PROBLEM DESCRIPTION: Select and copy every line of the items below that contains the word "hair". Case counts.

(Region labeling records)
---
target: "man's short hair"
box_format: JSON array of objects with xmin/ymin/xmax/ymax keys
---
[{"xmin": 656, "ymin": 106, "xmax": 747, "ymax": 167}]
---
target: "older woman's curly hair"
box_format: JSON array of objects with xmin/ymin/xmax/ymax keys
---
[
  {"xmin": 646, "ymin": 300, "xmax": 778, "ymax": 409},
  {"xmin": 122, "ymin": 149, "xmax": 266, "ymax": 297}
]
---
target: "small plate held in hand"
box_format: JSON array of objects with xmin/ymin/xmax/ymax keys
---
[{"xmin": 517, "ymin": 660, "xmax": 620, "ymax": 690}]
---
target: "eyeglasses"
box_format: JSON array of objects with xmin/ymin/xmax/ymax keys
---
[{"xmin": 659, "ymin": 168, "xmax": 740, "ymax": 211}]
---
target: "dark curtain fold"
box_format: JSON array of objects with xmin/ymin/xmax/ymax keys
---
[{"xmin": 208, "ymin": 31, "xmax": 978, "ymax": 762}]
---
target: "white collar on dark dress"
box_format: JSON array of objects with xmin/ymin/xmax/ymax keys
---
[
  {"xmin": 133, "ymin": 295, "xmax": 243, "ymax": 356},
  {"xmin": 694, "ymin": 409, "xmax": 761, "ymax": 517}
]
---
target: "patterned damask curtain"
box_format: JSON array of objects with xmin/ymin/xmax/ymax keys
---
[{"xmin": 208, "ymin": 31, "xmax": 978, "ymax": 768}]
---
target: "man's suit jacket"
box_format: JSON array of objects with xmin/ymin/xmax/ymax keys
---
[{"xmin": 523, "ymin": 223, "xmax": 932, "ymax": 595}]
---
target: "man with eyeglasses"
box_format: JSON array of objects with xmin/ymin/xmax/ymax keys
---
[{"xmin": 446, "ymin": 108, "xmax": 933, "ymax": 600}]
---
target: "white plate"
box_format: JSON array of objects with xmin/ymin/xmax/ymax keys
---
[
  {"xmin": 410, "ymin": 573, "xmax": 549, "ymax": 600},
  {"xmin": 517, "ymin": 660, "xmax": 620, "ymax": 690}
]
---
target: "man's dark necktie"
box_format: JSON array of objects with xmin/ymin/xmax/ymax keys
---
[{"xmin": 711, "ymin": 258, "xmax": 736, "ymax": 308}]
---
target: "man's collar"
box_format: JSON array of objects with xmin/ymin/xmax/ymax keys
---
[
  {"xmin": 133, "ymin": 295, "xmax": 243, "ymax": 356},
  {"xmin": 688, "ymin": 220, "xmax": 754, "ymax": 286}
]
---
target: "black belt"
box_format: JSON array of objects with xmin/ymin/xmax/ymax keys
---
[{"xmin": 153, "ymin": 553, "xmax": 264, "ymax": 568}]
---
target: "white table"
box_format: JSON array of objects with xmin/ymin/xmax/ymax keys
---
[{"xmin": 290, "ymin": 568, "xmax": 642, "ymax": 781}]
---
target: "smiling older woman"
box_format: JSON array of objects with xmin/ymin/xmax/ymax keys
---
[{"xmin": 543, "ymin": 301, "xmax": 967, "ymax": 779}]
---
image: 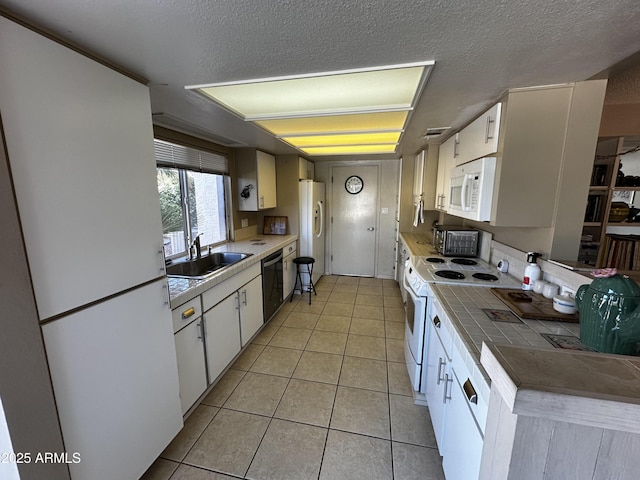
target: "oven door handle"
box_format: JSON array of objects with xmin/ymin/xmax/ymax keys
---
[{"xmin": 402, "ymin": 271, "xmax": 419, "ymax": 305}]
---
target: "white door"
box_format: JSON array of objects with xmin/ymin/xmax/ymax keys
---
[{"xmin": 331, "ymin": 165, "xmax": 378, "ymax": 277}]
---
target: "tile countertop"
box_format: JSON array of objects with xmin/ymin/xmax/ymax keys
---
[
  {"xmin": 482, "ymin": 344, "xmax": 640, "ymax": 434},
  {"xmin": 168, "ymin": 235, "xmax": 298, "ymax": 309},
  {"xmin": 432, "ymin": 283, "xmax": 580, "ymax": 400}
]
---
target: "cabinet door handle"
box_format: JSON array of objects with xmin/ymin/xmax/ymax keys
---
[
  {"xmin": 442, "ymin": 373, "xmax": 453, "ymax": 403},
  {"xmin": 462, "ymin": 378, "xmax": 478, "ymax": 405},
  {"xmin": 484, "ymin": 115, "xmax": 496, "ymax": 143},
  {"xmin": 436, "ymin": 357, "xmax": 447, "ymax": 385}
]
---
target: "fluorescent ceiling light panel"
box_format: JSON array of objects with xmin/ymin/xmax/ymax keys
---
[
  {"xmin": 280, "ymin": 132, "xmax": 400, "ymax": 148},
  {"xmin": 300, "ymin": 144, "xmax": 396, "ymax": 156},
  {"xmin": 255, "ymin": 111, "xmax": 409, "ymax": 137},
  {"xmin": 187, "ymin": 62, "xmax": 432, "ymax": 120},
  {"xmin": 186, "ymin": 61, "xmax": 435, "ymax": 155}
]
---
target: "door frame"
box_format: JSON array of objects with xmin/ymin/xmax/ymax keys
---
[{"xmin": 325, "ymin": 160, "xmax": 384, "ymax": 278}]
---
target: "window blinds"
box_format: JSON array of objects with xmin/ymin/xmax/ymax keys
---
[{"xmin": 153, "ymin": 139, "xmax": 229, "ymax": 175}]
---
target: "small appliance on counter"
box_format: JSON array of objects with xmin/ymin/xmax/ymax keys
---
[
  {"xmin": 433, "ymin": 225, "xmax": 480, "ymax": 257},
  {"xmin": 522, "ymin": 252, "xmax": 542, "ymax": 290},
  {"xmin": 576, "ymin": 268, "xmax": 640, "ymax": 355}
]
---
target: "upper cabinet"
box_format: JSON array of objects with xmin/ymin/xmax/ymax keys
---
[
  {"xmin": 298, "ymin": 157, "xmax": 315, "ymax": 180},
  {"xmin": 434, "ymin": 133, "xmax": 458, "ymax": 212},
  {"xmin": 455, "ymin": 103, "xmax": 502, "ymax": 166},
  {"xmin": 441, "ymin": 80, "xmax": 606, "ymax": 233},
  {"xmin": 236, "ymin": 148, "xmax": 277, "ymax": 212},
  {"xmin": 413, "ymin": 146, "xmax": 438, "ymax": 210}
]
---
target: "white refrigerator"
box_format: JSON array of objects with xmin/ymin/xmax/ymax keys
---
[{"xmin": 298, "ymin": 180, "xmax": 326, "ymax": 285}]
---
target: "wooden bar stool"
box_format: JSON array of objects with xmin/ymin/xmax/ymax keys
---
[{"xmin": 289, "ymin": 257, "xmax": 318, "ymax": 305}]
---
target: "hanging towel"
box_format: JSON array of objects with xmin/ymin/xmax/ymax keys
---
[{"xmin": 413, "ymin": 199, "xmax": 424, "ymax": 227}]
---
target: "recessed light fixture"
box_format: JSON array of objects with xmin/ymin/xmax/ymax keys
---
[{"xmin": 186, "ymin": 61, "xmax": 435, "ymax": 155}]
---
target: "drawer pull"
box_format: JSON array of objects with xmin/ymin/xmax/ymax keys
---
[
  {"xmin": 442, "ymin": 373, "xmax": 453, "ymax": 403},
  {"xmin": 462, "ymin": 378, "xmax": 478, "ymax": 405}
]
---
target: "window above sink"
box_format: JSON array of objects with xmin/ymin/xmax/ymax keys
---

SOLUTION:
target: "man's short hair"
target: "older woman's curly hair"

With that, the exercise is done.